=== Data records ===

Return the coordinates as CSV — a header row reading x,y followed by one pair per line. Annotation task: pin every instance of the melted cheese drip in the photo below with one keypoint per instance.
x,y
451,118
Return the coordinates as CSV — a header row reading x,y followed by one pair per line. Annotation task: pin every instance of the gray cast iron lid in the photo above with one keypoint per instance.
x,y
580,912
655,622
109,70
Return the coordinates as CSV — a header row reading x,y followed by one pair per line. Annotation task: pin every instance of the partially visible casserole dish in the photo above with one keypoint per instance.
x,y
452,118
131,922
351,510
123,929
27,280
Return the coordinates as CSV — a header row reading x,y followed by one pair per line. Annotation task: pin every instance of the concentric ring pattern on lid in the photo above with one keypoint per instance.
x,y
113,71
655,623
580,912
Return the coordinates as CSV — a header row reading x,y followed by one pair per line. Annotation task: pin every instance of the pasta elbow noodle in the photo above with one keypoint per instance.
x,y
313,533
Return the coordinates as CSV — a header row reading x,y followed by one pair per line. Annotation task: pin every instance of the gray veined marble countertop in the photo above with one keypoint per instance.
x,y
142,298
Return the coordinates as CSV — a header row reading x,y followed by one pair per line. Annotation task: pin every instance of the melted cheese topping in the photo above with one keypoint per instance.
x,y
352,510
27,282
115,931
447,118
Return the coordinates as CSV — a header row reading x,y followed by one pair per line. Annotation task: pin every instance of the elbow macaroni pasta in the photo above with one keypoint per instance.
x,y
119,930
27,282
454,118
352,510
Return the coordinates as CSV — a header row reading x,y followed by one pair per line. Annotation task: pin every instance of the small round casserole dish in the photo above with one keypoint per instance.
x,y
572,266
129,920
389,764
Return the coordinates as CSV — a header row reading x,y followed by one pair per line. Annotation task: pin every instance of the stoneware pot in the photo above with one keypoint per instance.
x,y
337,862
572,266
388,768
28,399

===

Your task ->
What are the lines from the one with "the gray veined" through the end of the entries? Give them again exactly, both end lines included.

Output ->
Return the coordinates as CSV — a header row reading x,y followed by one pair per line. Annotation task: pin every instance of the gray veined marble countertop in the photo above with one keypoint per instance.
x,y
142,298
Return the coordinates as CSV — a header row reading x,y followed by one pair per line. Annotation task: pin every instance of the melted cheese topping in the photo above with one keypoint per instance.
x,y
352,510
27,282
115,931
447,118
Return the coordinates as CSV — a header row reading x,y followed by one pair per line. Annotation task: pin every instance of the elbow macaroni pasta in the photo above with one keypoint per instance.
x,y
119,930
27,282
454,118
352,510
Return the coordinates as CSV — a header row reading x,y followed by one pair per line. Annotation task: pin every instance of the small round casserole dish in the photo above with one keypoint per instance.
x,y
572,266
129,920
389,764
Return the coordinates as CSV — a header row reading x,y followed by one pair per line. Annotation task: pin every instance of the stoneware pot in the photo above with one keypoint per instance.
x,y
337,862
572,266
388,768
28,399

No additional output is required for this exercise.